WHAT IS REQUIRED →
Please set down the line that contains "of the dealership" and every line below it through the last, exactly as written, with no other lines.
### INFORMATION
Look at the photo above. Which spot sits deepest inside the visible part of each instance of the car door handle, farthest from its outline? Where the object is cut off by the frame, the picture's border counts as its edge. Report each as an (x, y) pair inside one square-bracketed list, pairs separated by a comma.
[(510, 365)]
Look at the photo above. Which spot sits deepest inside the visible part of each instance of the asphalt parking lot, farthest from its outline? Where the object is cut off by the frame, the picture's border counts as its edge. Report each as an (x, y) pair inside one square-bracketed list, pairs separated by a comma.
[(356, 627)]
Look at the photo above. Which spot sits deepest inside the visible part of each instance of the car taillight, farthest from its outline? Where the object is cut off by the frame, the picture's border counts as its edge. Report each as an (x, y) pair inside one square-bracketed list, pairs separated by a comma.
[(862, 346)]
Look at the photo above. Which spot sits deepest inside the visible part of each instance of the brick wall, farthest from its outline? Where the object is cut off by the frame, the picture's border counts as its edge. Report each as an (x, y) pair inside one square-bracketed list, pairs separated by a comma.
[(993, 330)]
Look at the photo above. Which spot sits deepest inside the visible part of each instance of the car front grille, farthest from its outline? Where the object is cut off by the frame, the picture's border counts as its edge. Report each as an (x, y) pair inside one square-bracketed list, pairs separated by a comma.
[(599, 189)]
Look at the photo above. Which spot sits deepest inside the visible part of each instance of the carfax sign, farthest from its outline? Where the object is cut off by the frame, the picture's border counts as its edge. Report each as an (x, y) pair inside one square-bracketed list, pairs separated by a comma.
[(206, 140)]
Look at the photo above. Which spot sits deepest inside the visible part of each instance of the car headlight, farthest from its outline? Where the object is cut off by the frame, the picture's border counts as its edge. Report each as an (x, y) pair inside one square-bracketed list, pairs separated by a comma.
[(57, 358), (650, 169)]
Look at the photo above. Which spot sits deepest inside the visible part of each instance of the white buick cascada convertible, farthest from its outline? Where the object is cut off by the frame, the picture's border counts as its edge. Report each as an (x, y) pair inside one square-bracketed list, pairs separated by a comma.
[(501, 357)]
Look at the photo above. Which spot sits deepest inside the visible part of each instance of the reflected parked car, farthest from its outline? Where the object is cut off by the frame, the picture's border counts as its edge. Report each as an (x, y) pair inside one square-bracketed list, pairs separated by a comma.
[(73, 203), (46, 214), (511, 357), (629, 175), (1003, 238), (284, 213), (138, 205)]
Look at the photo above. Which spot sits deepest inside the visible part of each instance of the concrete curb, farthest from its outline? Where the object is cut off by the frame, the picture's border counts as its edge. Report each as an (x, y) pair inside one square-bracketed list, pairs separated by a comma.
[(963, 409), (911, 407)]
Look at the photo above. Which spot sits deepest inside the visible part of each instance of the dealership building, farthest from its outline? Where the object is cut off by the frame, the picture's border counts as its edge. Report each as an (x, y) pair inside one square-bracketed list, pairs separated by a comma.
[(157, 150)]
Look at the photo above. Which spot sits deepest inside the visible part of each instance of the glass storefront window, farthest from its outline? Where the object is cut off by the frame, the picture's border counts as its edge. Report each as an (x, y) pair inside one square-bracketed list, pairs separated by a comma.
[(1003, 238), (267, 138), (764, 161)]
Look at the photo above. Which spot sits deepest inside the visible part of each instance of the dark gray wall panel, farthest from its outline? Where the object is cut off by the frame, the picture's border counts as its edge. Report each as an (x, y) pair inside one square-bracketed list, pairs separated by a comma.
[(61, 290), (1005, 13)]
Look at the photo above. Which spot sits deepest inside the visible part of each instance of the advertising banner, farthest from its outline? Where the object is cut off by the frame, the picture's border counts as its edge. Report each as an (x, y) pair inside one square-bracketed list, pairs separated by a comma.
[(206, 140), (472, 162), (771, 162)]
######
COMPLETED TASK →
Look at the photo above. Which spot sits deepest inside the visible part of each instance of the dealership building, farthest from its outline? Where the object is cut off by the frame, the picture's border counts as its edge. Report each as an (x, y) pair inside one square-bracketed list, pairs separated by a comma.
[(157, 150)]
Look at the photo above. Which spot sits deepest inside the visible part of each instance of the glass storefront window, farthest from its outline? Where the object is cut off by the frame, the picture's border counts as its edge. Report each as an (x, y) pair inside one square-bracketed list, pairs separated by a comma.
[(1003, 238), (267, 138), (764, 161)]
Look at the photo above. Which spot sits deepest inside the visible part of each instance of the dark gray wall panel, farthest from its outline? Where the object is cut off by the frame, the picture's border counts as its edge. Report each as an (x, y) pair inside one square-bracketed list, pairs separated by a comma.
[(61, 290), (1005, 13)]
Look at the photo above. Which spot sits deepest inside the visible part of each instance of the advertising banner, farthest from its outline? Where the object is cut off by the frame, the picture's border counts as its edge. Report each as an (x, y) pair inside one square-bracketed list, pairs separated by a comma.
[(206, 140), (472, 162), (771, 162)]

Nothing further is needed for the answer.